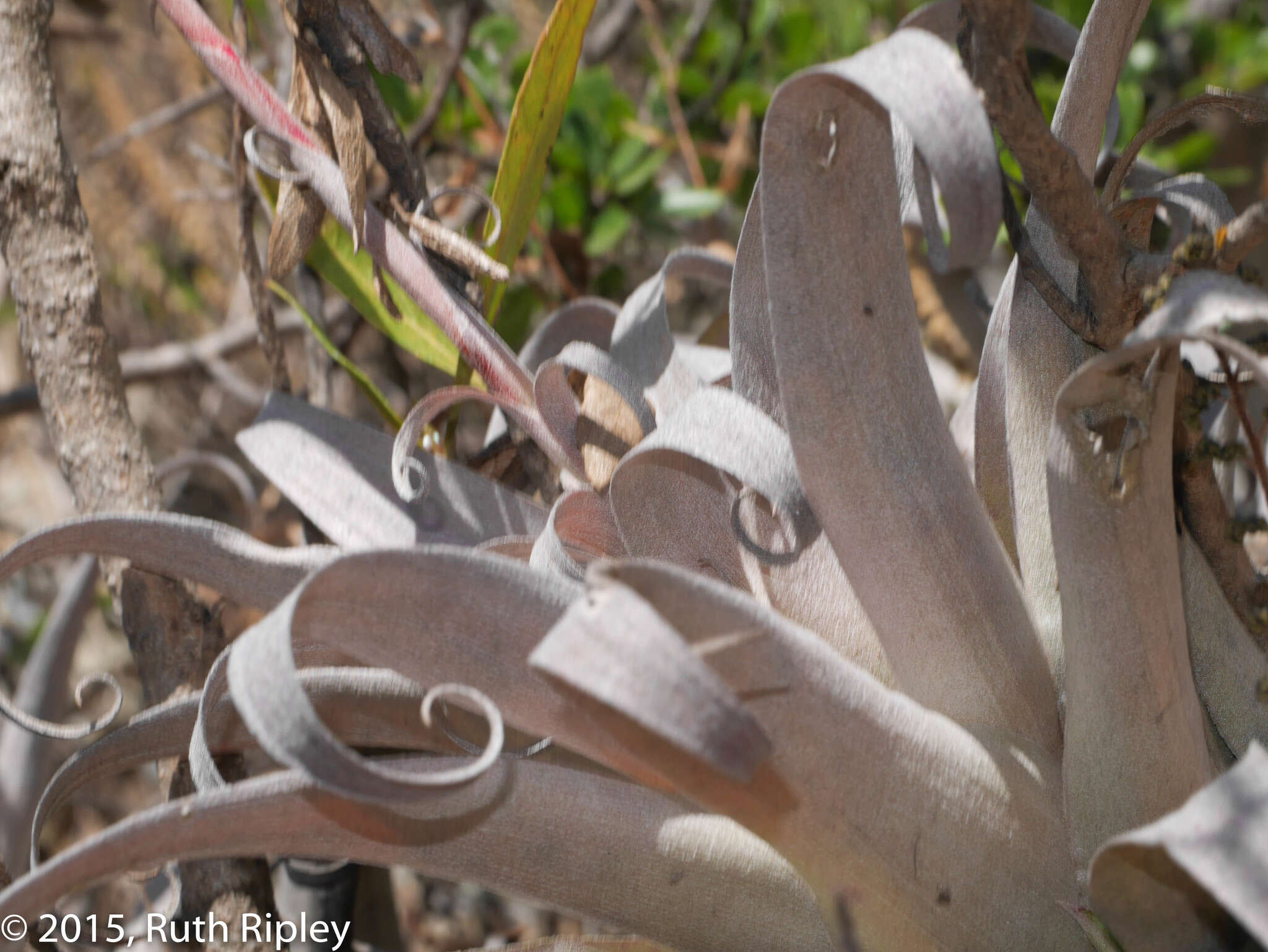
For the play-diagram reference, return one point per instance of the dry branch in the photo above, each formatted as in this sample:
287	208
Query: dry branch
1247	108
432	112
46	243
164	116
261	305
1206	515
1050	169
207	353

____

Objective – Change every "dry branch" in the data above to "bare branch" and write the data out again with nothing else altered. Leave out the images.

The response –
For the play-diagram reference, return one point per instance of the bare branch in the photo above, each formatted as in this sample:
287	208
Query: bare branch
1247	108
432	112
46	243
164	116
261	305
1206	515
1050	169
207	353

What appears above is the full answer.